Dataset records ->
--- START ---

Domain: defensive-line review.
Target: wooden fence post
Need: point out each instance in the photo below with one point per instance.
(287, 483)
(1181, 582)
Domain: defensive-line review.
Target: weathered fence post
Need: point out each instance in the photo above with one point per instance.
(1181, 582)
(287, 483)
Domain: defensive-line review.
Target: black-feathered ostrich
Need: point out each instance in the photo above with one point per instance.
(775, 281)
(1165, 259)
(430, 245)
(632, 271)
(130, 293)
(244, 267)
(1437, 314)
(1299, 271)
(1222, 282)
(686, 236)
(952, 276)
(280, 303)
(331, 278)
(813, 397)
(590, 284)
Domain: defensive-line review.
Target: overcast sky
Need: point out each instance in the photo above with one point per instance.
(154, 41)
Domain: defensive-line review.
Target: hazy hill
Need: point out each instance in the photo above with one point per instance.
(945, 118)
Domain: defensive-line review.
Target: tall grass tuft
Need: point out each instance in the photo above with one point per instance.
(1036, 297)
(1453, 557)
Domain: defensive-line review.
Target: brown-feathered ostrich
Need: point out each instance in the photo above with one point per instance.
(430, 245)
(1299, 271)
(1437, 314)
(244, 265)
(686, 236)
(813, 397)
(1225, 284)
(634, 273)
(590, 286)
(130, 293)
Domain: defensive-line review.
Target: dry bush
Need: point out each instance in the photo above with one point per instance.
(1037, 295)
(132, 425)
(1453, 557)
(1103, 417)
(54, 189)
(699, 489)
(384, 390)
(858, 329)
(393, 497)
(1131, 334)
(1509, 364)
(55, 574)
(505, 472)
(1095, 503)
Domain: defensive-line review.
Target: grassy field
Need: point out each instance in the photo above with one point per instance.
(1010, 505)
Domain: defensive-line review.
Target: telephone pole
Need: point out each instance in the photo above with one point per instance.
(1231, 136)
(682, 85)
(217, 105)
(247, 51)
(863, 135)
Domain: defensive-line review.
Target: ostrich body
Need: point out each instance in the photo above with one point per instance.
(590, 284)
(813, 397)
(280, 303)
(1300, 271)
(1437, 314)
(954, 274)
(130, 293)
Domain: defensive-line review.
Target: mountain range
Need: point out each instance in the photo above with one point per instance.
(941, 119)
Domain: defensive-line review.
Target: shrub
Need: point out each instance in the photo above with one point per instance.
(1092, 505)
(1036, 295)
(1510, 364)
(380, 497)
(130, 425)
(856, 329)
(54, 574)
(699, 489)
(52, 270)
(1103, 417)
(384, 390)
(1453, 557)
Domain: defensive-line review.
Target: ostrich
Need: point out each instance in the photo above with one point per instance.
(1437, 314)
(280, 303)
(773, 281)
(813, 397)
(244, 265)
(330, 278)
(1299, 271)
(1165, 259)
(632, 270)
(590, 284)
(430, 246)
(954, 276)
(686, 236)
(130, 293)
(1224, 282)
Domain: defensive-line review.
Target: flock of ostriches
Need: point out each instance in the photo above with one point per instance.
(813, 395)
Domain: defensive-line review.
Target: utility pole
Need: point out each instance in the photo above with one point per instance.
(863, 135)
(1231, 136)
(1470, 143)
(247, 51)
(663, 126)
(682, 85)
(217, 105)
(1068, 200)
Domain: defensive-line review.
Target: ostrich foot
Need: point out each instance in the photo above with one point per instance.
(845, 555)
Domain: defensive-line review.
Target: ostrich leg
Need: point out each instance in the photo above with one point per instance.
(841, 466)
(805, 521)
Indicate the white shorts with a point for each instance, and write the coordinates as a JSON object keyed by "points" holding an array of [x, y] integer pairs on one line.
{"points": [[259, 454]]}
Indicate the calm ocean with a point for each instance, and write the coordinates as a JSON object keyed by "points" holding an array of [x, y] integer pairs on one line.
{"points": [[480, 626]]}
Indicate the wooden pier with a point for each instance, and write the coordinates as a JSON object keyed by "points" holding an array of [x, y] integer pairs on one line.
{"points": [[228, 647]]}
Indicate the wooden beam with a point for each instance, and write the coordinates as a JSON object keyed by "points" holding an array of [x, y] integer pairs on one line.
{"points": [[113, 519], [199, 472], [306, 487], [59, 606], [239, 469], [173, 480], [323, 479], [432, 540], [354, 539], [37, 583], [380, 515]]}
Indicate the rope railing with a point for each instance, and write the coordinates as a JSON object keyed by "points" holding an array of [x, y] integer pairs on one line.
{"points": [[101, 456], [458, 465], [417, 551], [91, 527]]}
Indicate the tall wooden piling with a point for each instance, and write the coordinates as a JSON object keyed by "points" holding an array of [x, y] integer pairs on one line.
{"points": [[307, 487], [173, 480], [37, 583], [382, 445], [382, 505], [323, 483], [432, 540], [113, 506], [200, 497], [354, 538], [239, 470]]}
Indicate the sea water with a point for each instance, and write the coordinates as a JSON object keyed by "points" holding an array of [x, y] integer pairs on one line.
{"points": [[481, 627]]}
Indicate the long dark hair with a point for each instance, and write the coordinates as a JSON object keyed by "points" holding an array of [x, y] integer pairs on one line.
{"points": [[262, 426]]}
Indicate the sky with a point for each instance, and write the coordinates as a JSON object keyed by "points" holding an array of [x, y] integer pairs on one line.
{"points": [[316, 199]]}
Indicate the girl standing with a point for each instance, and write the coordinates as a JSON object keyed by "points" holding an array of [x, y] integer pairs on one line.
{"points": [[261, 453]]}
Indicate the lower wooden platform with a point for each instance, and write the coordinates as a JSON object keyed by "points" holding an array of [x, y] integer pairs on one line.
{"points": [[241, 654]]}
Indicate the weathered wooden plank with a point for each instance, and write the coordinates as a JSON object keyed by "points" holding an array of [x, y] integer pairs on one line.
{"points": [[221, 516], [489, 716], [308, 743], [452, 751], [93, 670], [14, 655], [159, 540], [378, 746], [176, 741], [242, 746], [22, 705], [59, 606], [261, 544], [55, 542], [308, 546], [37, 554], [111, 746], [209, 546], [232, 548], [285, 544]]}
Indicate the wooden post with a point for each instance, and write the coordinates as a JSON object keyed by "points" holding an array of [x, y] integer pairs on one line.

--- END ---

Task objective -> Report back each line in the material above that contains the string "fence".

Solved problem ->
Target: wooden fence post
Target: weathered fence post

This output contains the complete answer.